▶ [What you are asked to do]
From the first entry to the last, copy each one exactly.

▶ [Source information]
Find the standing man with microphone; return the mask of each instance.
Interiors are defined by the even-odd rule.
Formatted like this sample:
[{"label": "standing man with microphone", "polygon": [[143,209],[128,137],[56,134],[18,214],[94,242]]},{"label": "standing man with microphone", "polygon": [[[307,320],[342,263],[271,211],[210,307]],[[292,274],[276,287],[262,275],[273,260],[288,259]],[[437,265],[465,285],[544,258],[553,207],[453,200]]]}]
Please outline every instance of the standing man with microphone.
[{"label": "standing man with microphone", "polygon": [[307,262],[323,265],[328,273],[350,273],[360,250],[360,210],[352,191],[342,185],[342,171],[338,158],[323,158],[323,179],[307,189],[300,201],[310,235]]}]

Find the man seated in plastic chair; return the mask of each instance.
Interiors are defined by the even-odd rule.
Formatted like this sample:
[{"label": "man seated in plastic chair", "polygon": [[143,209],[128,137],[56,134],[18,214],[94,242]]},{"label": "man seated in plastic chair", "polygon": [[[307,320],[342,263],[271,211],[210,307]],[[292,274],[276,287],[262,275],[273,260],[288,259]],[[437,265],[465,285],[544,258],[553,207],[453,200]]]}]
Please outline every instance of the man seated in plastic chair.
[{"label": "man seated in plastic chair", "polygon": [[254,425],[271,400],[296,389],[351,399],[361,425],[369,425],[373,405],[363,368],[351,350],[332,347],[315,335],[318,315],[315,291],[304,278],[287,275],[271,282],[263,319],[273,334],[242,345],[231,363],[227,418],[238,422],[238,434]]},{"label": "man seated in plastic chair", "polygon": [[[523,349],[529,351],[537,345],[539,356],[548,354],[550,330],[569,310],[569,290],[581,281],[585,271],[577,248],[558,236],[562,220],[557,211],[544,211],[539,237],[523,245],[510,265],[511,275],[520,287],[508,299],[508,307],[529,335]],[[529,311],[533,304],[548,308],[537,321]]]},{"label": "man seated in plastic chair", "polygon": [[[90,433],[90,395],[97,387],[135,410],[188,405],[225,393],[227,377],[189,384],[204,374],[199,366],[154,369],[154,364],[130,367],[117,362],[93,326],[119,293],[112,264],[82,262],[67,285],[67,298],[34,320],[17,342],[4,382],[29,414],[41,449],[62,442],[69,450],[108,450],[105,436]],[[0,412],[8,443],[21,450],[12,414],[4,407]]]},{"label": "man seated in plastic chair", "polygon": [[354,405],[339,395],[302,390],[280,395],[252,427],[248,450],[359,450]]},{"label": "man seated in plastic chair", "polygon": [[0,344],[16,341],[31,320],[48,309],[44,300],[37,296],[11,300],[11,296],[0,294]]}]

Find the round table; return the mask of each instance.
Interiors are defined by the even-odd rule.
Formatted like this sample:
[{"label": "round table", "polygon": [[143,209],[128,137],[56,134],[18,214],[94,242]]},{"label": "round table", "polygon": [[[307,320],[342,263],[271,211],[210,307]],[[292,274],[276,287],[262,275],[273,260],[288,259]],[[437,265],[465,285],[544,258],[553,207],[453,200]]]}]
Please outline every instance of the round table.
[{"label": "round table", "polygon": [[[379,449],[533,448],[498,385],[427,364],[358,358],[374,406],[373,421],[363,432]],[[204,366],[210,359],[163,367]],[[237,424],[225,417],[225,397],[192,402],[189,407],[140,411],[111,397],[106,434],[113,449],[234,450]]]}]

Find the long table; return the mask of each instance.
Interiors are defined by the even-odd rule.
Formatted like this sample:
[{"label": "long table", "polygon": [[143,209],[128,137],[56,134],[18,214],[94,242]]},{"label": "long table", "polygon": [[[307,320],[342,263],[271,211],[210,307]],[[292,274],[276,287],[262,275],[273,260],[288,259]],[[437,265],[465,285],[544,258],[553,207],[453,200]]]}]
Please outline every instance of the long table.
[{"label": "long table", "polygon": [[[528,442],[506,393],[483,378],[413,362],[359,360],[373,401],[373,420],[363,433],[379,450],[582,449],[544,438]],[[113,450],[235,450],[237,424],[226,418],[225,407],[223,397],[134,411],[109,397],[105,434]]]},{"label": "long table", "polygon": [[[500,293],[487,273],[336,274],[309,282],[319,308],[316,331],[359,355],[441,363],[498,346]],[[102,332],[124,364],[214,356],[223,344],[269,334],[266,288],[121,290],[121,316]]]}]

▶ [Response below]
Find the standing man with microphone; return the mask of each instance.
Interiors are defined by the even-odd rule.
Formatted like this sample:
[{"label": "standing man with microphone", "polygon": [[143,209],[128,137],[56,134],[18,214],[94,242]]},{"label": "standing man with microphone", "polygon": [[[307,320],[342,263],[271,211],[210,307]],[[292,274],[276,287],[262,275],[273,260],[288,259]],[[437,265],[465,285],[544,258],[553,207],[453,200]]]}]
Please outline every instance of the standing man with microphone.
[{"label": "standing man with microphone", "polygon": [[307,262],[323,265],[328,273],[350,273],[360,250],[360,210],[352,191],[342,185],[342,171],[338,158],[323,158],[323,179],[307,189],[300,201],[310,235]]}]

Find the man seated in plastic chair; return the mask of each instance.
Interiors are defined by the even-odd rule.
Formatted like this sample:
[{"label": "man seated in plastic chair", "polygon": [[143,209],[128,137],[56,134],[18,214],[94,242]]},{"label": "man seated in plastic chair", "polygon": [[[307,320],[342,263],[271,211],[210,307]],[[292,274],[276,287],[262,275],[273,260],[288,259]],[[437,265],[465,285],[544,258],[553,207],[453,200]]]}]
Please outline every instance of the man seated in plastic chair.
[{"label": "man seated in plastic chair", "polygon": [[254,425],[271,400],[296,389],[351,399],[361,425],[369,425],[373,405],[363,368],[351,350],[332,347],[315,335],[318,315],[315,291],[304,278],[287,275],[271,282],[263,319],[273,334],[242,345],[231,363],[227,418],[238,422],[238,434]]},{"label": "man seated in plastic chair", "polygon": [[[523,349],[529,351],[537,345],[539,356],[548,354],[550,330],[569,310],[569,290],[581,281],[585,271],[577,248],[558,236],[562,220],[557,211],[544,211],[539,237],[523,245],[510,265],[511,275],[520,287],[508,299],[508,307],[529,335]],[[529,311],[533,304],[548,308],[537,321]]]},{"label": "man seated in plastic chair", "polygon": [[[90,433],[90,395],[97,387],[135,410],[188,405],[225,393],[227,377],[189,384],[204,374],[199,366],[154,369],[154,364],[130,367],[117,362],[93,326],[119,293],[112,264],[82,262],[67,285],[67,298],[34,320],[17,342],[4,382],[29,414],[41,449],[62,442],[69,450],[108,450],[105,436]],[[0,412],[8,443],[21,450],[12,414],[4,407]]]},{"label": "man seated in plastic chair", "polygon": [[354,405],[339,395],[302,390],[280,395],[252,427],[248,450],[359,450]]},{"label": "man seated in plastic chair", "polygon": [[0,344],[16,341],[31,320],[48,309],[44,300],[37,296],[11,300],[11,296],[0,294]]}]

Find the round table; return the mask of each instance.
Interiors are defined by the even-odd rule.
Formatted like this sample:
[{"label": "round table", "polygon": [[143,209],[128,137],[56,134],[18,214],[94,242]]},{"label": "round table", "polygon": [[[307,320],[342,263],[271,211],[210,307]],[[292,274],[276,287],[262,275],[273,260],[288,259]],[[437,265],[465,285],[544,258],[553,207],[453,200]]]}]
Please outline every instance of the round table.
[{"label": "round table", "polygon": [[[379,449],[533,448],[498,385],[427,364],[358,358],[374,406],[373,421],[363,432]],[[204,366],[210,359],[163,367]],[[237,424],[225,417],[225,397],[192,402],[189,407],[140,411],[111,397],[106,434],[113,449],[234,450]]]}]

Find the long table; return the mask of each instance.
Interiors are defined by the even-odd rule.
Formatted like this sample:
[{"label": "long table", "polygon": [[143,209],[128,137],[56,134],[18,214],[94,242]]},{"label": "long table", "polygon": [[[307,320],[342,263],[271,211],[210,307]],[[292,274],[276,287],[262,275],[273,260],[288,259]],[[437,265],[465,285],[544,258],[553,207],[453,200]]]}]
Please outline every instance of the long table.
[{"label": "long table", "polygon": [[[528,442],[506,393],[483,378],[413,362],[359,360],[373,401],[373,420],[363,433],[379,450],[582,449],[544,438]],[[113,450],[235,450],[237,424],[226,418],[225,407],[223,397],[134,411],[109,397],[105,434]]]},{"label": "long table", "polygon": [[[500,293],[487,273],[336,274],[309,282],[319,308],[316,331],[359,355],[441,363],[498,346]],[[102,332],[124,364],[214,356],[223,344],[269,334],[266,288],[121,290],[121,316]]]}]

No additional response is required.